Fasilitator membantu memperkuat hubungan, yang berhubungan dengan kepercayaan terhadap remaja dalam kelompok. Meskipun asisten, didorong untuk akrab dengan pendekatan berpusat pada individu, bagaimanapun juga, asisten kurang memahami bagaimana prinsip berpusat pada siswa diterapkan dalam konteks pendidikan.

Brandes dan Ginnis menjelaskan bahwa pemilik pembelajaran adalah siswa dan guru sebagai fasilitator. Siswa bertanggung jawab dalam memilih dan merencanakan kurikulum atau setidaknya berpartisipasi dalam menentukan kurikulum.

Belajar dimulai dari diri sendiri dengan melibatkan proses penyelidikan dan penemuan, dan siswa bertanggung jawab untuk mengevaluasi hasil. Pelaksanaan pembelajaran melibatkan tiga kondisi inti yaitu (1) Empati; (2) Kongruensi; dan (3) penerimaan positif tanpa syarat yang memungkinkan individu dalam kelompok merasa bernilai, bertanggung jawab dan mencapai kesadaran diri.

Student-centered ini menjadi hal yang penting sebab

  1. Pribadi itu unik;
  2. Dilahirkan dengan bakat dan aktulisasi diri;
  3. Memiliki sumber perkembangan pribadi;
  4. Menempatkan tanggung jawab dengan baik dan membuat keputusan tentang kehidupan mereka;
  5. Mempunyai pengalaman pribadi yang bisa membawa kepada aktualisasi diri;
  6. Membutuhkan bantuan untuk mengatasi masalah yang berkaitan dengan pengembangan diri.

Kedua pendekatan teoritis dapat diintegrasikan praktisi dalam perencanaan dan sesi kelompok PLD. Caranya dengan mengakui bahwa siswa belajar dari pengalaman dan membagikan pengalaman dalam sesi, pada saat yang sama mengakui perlunya siswa untuk memainkan peran aktif, dan bertanggung jawab atas pembelajaran mereka sendiri.

Selain kedua perspektif teoritis, konsep lain, asisten harus menyadari bahwa individu memiliki cara sendiri dalam belajar. Hal ini yang dikenal dengan gaya belajar, sehingga diharapkan lebih fleksibel dalam perencanaan sesi kelompok PLD guna memastikan bahwa kebutuhan setiap individu dapat tercapai.

• _Data Tersedia_:

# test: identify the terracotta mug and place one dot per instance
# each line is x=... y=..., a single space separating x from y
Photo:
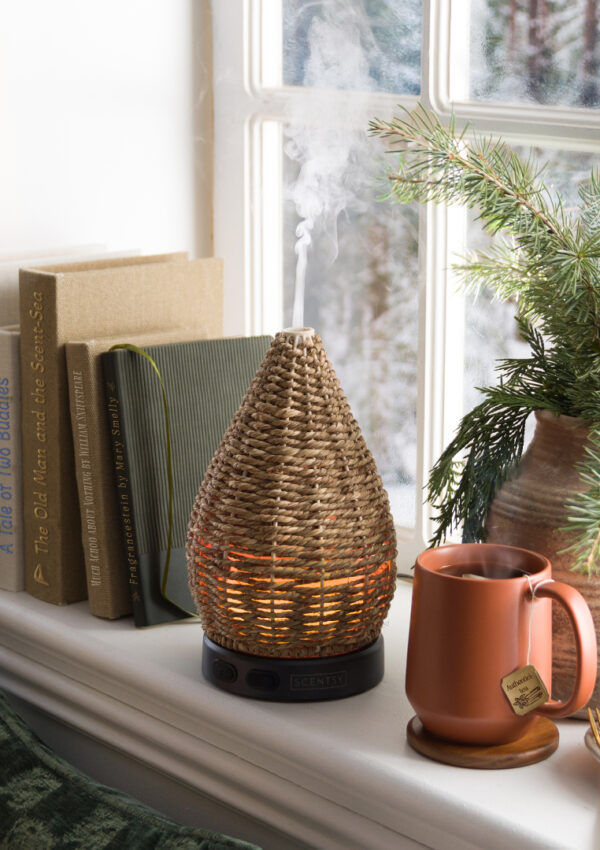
x=467 y=634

• _Yang Diminta_: Silakan ringkas paragraf dalam kutipan dokumen yang diawali "Belajar dimulai dari diri sendiri" menjadi daftar poin singkat dengan tetap memuat fakta utamanya. Materi ini berdiri sendiri dan terpisah dari kutipan dokumen.

• _Contoh Penyelesaian_:
- Belajar berawal dari diri sendiri melalui proses penyelidikan dan penemuan.
- Siswa bertanggung jawab mengevaluasi hasil.
- Pelaksanaan pembelajaran melibatkan tiga kondisi inti: empati, kongruensi, dan penerimaan positif tanpa syarat.
- Ketiga kondisi itu memungkinkan individu dalam kelompok merasa bernilai, bertanggung jawab, dan mencapai kesadaran diri.